Researchers partner with local high schoolers to study the effects of COVID-19 on air quality

florida satellite air quality

The interdisciplinary air quality study will examine key environmental impacts of the coronavirus shutdown. Credit: NASA Goddard

(Sept. 28, 2020) – Interdisciplinary researchers at USF’s St. Petersburg campus are investigating the pandemic’s effect on air quality in communities across Florida. Using an assortment of data, the researchers will team with Duke Energy and local high schoolers to examine key environmental impacts brought about by the coronavirus lockdown, aiming to better understand the health and socioeconomic consequences of changes in air quality.

The research team received $25,000 from USF Research & Innovation, one of fourteen studies supported by nearly $320,000 in seed grants for COVID-19 research partnerships.

“As USF researchers have been asked to work on the scientific aspects related to COVID-19, we decided to look at the crisis from an interdisciplinary perspective” said the study’s principal investigator, Yasin Elshorbany, assistant professor of atmospheric chemistry and climate change. “How did the pandemic affect air quality? What are the societal and psychological consequences of those environmental changes? And what communities are most vulnerable?”

* _INPUT DATA_:
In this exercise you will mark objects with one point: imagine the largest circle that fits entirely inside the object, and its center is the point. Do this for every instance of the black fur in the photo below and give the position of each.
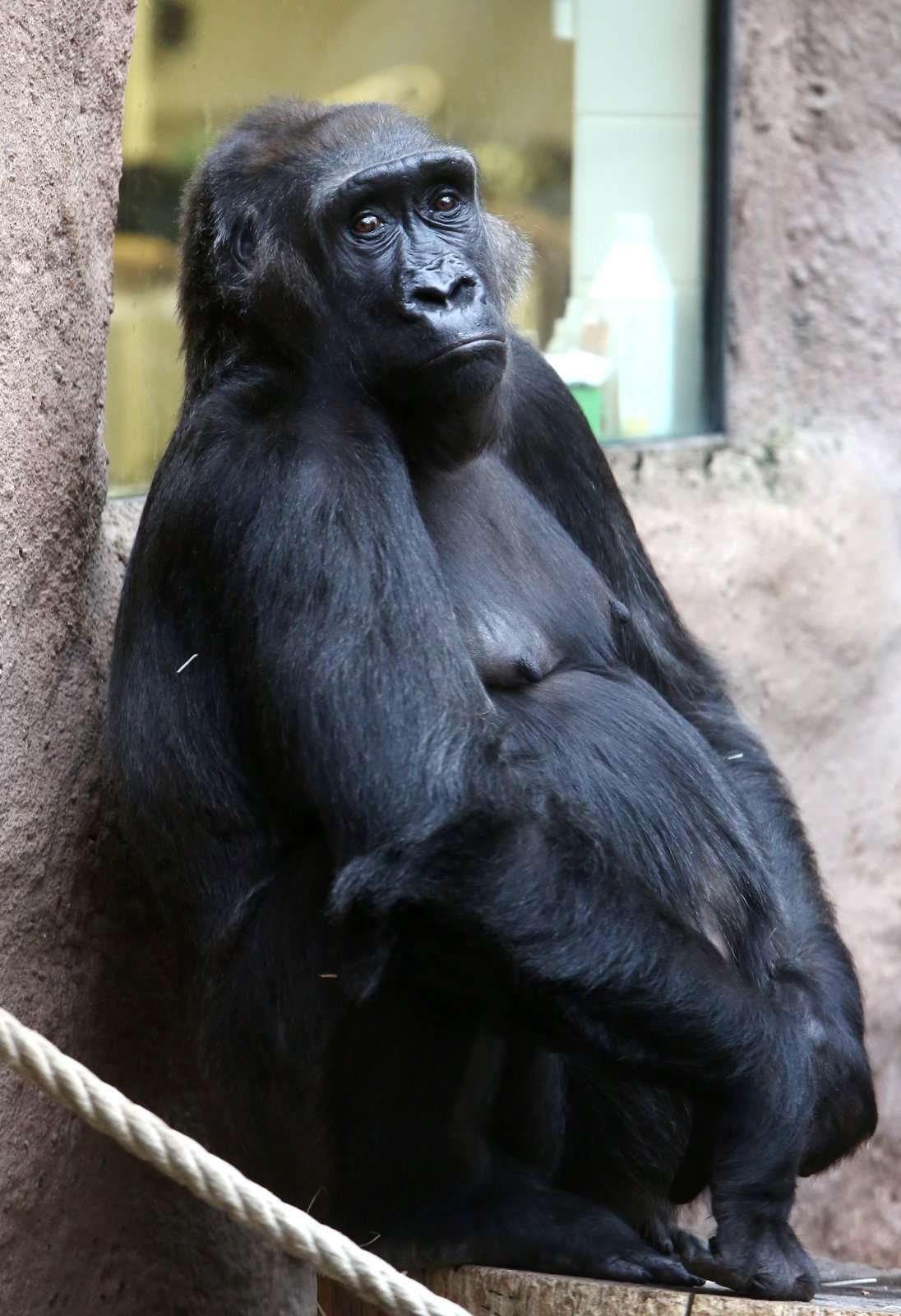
(506, 929)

* _ACTION ITEM_:
Resume the news story above about the USF study of COVID-19 and Florida air quality, picking up right after its last sentence.

* _RESULT FOR THIS EXERCISE_:
In order to answer those questions, Elshorbany and his team, which includes assistant professor of anthropology Heather O’Leary, professor of marine science Steve Murawski and Marwa El-Sayed of Embry-Riddle Aeronautical University, will use air quality data collected from six Florida cities: Tampa, Orlando, Miami, Gainesville, Jacksonville and Tallahassee. By harvesting a wide range of data from remote sensing technology, ground stations, health metrics and social factors, the researchers hope to gain a more comprehensive picture of the pandemic’s indirect impact on communities.

A number of studies have looked at the improved air quality as a result of the coronavirus shutdown, largely due to a decrease in vehicle and airplane emissions. Few however have considered the environmental impact of subsequent increases in emissions from other sources, such as residential power supplies, and how these changes affect the harmful secondary air pollutants like ozone and particulate matter. Elshorbany and his team will consider how these impacts relate to COVID-19 health and socioeconomic outcomes.

“A good deal of people’s risk factors come from the lives they lead and how they move around their cities,” said O’Leary. “But it’s not as if it’s simply a personal choice. There are complex structural barriers for people who are medically, financially and socially vulnerable. We need to evaluate the socio-cultural dimensions of air quality as we would with other environmental risks.”

The research team has established two community partnerships to help conduct the study.

  • Duke Energy will provide the researchers with data about energy consumption patterns before and during the pandemic.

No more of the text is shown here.